[begin INFORMATION SHOWN]

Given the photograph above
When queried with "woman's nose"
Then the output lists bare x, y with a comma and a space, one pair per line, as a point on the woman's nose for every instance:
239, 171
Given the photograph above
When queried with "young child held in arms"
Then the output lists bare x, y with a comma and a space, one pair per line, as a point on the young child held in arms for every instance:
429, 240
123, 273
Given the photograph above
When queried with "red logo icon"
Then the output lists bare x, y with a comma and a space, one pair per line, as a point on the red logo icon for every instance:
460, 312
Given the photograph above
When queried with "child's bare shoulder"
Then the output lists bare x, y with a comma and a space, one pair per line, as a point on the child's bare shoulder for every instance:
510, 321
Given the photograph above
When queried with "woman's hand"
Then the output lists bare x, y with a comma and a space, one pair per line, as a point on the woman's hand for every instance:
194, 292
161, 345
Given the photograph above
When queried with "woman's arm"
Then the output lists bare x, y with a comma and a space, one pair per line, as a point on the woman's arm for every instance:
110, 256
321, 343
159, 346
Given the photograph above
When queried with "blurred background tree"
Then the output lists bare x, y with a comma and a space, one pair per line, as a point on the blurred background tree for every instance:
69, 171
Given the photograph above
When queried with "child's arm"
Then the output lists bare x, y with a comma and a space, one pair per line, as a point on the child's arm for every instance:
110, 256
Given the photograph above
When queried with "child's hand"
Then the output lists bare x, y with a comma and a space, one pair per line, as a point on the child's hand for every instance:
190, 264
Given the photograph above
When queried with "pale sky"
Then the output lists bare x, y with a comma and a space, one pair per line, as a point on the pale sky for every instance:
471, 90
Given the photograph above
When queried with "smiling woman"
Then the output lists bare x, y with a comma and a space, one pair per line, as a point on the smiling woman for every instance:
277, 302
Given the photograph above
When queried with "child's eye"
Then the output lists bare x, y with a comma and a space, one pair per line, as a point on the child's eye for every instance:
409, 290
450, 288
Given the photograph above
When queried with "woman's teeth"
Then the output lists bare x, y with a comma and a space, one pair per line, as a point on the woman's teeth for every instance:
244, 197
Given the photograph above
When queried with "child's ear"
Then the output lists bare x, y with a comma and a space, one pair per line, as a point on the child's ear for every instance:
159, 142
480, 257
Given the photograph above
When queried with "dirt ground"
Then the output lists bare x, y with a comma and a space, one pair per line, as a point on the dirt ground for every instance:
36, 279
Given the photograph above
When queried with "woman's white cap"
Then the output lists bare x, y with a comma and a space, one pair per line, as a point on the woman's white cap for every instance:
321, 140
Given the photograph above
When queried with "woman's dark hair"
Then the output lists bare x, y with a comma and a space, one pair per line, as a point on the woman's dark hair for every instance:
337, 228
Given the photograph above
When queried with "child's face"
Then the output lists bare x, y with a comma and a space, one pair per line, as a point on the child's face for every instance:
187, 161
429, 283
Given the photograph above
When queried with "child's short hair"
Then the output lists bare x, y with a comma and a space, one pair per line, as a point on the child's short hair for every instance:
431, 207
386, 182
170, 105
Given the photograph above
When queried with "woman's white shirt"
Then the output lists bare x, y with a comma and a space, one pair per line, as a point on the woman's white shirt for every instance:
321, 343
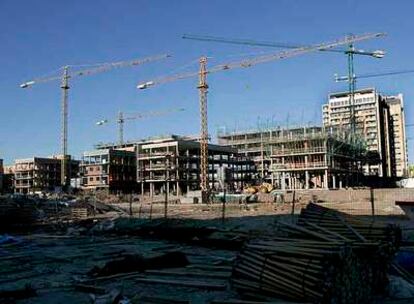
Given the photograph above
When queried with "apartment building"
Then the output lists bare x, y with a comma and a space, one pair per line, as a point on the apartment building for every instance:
398, 142
38, 174
172, 163
317, 159
257, 145
1, 175
110, 170
298, 158
374, 121
8, 178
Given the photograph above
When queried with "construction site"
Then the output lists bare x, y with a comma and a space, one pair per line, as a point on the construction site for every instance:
295, 213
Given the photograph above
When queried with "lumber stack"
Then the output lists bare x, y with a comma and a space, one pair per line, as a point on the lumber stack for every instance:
327, 257
350, 227
300, 270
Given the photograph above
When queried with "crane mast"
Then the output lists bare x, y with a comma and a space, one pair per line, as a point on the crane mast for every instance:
121, 122
64, 130
203, 87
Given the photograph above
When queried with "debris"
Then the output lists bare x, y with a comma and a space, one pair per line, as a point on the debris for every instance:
135, 262
191, 283
17, 294
399, 288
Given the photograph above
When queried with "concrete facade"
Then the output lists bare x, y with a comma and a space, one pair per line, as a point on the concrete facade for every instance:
39, 174
110, 170
379, 121
300, 158
398, 143
172, 163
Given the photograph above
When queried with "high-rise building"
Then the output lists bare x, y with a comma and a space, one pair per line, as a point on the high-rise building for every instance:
172, 163
299, 158
398, 143
379, 120
1, 175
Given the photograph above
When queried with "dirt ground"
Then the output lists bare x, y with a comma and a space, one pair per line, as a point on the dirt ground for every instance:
55, 259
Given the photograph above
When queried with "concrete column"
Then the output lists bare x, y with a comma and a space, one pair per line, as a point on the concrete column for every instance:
306, 179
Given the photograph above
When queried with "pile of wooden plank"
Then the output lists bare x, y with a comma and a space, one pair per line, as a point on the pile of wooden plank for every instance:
319, 272
350, 227
325, 258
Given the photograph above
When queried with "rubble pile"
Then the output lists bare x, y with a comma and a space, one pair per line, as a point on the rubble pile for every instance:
325, 258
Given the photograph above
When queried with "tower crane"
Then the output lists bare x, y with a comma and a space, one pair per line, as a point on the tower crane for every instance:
246, 63
122, 118
350, 51
69, 72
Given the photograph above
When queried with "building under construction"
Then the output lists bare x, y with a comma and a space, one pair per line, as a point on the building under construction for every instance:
39, 174
301, 158
172, 163
110, 170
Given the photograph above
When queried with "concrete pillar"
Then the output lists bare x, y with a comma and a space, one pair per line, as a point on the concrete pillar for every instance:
306, 179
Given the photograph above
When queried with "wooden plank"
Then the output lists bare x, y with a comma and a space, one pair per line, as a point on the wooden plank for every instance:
193, 284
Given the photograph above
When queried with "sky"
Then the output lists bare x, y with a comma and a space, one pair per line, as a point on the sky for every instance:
38, 37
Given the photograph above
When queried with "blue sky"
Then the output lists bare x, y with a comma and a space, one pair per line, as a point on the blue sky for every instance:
37, 37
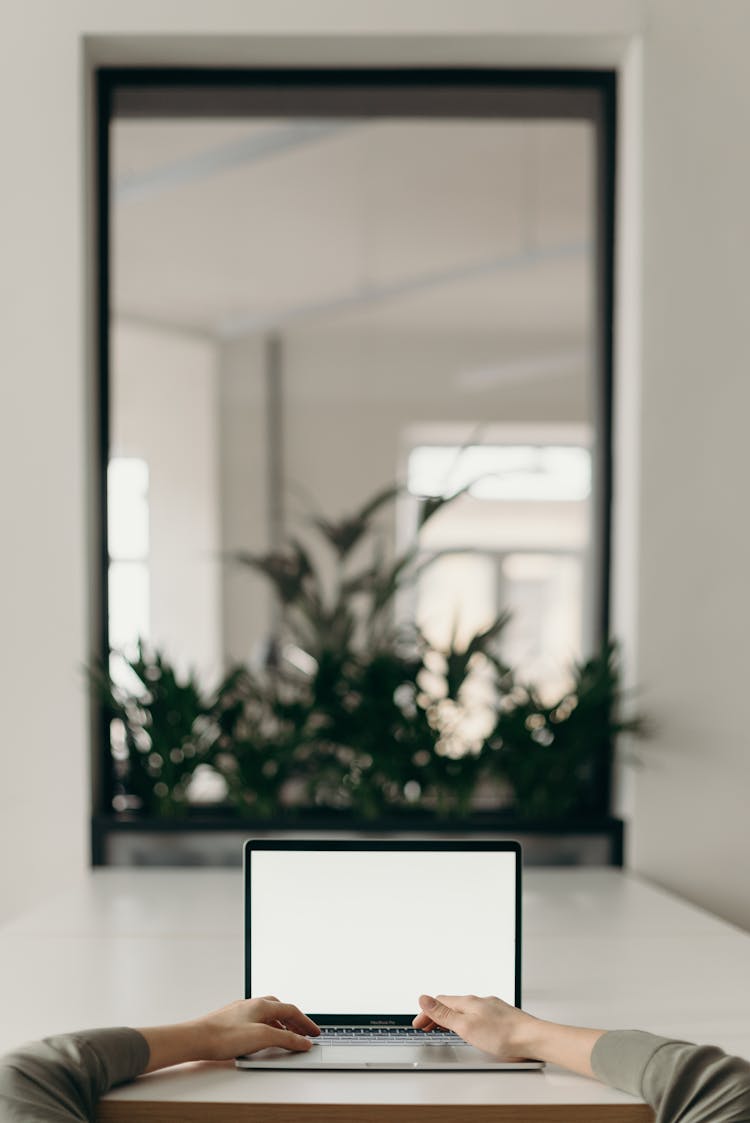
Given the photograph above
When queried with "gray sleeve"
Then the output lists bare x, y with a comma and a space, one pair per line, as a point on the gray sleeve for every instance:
683, 1083
61, 1078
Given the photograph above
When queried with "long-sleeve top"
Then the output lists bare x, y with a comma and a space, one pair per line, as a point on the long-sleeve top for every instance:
60, 1079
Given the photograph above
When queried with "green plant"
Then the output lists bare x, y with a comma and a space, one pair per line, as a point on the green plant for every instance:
557, 757
161, 728
351, 711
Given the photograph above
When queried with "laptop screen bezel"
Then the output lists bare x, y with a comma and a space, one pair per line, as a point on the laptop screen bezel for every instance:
505, 846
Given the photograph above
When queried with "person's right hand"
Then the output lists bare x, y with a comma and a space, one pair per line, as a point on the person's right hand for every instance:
491, 1024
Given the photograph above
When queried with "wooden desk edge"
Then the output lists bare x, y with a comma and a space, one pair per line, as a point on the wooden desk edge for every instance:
151, 1111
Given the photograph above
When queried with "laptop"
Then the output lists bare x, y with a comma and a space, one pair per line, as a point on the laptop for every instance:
354, 931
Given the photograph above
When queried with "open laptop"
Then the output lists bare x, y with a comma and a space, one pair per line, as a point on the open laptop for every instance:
353, 932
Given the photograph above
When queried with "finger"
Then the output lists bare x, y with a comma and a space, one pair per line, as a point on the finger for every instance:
283, 1039
440, 1012
292, 1015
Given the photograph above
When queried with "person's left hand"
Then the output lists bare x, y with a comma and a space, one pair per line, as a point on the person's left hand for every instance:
243, 1026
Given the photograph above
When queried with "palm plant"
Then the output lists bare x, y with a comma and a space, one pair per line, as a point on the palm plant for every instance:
350, 710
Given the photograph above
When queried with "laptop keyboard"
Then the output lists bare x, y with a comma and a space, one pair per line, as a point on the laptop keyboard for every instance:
383, 1035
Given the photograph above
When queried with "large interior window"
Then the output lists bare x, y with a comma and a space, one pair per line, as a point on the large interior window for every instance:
319, 283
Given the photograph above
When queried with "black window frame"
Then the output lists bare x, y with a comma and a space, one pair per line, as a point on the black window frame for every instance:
275, 91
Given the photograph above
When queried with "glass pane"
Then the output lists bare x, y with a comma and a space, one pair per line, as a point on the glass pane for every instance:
543, 593
128, 604
127, 508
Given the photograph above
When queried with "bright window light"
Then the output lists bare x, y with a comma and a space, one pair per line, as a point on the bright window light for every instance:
127, 503
127, 523
502, 472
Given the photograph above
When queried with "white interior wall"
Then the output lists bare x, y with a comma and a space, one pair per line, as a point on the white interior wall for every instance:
164, 409
689, 816
246, 604
348, 400
691, 825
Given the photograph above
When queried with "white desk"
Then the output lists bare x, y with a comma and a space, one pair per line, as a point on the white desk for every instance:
148, 947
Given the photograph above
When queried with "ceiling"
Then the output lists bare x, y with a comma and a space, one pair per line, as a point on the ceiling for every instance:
231, 228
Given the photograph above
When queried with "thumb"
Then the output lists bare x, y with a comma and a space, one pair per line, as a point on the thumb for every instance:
440, 1014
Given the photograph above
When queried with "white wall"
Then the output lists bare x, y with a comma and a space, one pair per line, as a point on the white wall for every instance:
246, 604
165, 410
692, 825
689, 813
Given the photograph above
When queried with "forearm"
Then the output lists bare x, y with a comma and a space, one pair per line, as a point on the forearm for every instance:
61, 1079
567, 1046
173, 1044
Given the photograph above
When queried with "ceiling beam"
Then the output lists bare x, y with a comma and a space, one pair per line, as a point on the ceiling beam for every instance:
203, 165
241, 325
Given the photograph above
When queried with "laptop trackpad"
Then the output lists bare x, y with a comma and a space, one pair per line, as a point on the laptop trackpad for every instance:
372, 1057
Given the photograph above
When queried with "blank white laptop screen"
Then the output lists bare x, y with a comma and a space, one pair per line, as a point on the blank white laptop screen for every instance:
365, 932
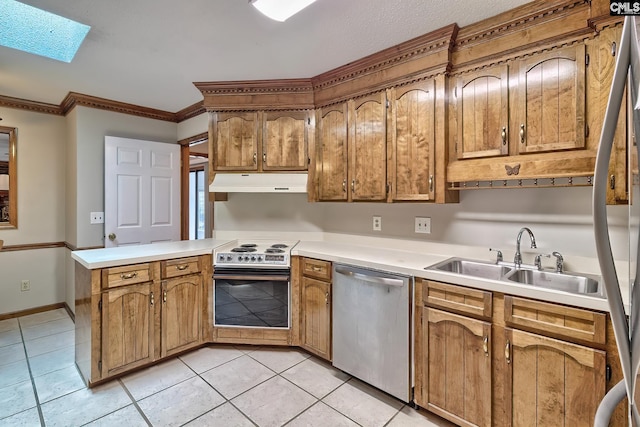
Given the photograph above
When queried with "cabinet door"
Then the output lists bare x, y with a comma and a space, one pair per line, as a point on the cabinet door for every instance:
458, 376
550, 382
181, 313
368, 148
235, 141
316, 317
483, 113
411, 155
551, 101
332, 153
128, 319
284, 140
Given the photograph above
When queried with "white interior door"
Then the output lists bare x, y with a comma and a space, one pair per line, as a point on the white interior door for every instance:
141, 191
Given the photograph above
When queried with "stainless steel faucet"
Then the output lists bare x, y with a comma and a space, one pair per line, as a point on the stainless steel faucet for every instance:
559, 262
517, 259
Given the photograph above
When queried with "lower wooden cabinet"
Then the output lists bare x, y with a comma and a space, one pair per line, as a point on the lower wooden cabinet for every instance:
128, 328
316, 317
458, 376
550, 382
180, 314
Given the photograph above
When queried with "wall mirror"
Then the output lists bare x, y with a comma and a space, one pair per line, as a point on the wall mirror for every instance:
8, 177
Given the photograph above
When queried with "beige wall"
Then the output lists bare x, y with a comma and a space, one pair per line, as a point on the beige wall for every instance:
41, 212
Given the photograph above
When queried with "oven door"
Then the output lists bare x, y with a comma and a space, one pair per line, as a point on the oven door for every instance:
251, 297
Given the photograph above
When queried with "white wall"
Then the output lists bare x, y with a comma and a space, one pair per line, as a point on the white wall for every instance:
41, 212
559, 217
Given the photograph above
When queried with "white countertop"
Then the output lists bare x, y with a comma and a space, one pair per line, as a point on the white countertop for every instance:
122, 255
372, 255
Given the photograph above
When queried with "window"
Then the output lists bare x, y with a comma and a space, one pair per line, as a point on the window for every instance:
197, 204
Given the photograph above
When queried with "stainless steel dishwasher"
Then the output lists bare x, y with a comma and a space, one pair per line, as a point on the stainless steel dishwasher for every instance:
371, 328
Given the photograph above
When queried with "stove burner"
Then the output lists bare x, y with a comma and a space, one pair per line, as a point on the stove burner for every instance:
273, 250
243, 249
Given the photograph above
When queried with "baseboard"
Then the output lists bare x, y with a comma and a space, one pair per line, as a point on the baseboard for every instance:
34, 310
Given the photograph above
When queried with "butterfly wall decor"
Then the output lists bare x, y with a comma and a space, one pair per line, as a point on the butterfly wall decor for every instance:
515, 170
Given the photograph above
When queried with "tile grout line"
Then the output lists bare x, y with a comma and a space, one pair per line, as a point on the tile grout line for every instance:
134, 401
33, 382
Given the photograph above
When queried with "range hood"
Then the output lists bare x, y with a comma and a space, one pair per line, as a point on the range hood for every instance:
259, 183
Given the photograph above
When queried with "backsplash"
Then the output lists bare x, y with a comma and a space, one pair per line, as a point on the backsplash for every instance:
559, 217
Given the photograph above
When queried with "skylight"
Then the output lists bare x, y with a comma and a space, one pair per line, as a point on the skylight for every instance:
36, 31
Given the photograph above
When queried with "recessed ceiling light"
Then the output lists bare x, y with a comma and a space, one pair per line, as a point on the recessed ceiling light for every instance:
36, 31
280, 10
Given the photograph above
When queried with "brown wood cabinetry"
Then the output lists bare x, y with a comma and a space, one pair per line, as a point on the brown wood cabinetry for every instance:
234, 141
181, 300
121, 326
411, 148
367, 140
550, 382
485, 358
128, 328
453, 353
285, 138
315, 328
332, 152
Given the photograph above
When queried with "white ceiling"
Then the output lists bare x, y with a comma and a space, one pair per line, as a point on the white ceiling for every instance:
148, 52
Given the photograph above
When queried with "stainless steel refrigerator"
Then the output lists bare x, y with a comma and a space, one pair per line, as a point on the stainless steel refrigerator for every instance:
625, 322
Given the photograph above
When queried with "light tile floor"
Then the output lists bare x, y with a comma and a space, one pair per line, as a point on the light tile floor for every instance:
213, 386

[end INFORMATION SHOWN]

Pick out every line of the records above that contains the word "faucet", and copy each one in full.

When queried with "stainless steel faucet"
Then the output lists bare x, y with a comma and a space, one pair per line, as a point on the stainless steel faucet for every instance:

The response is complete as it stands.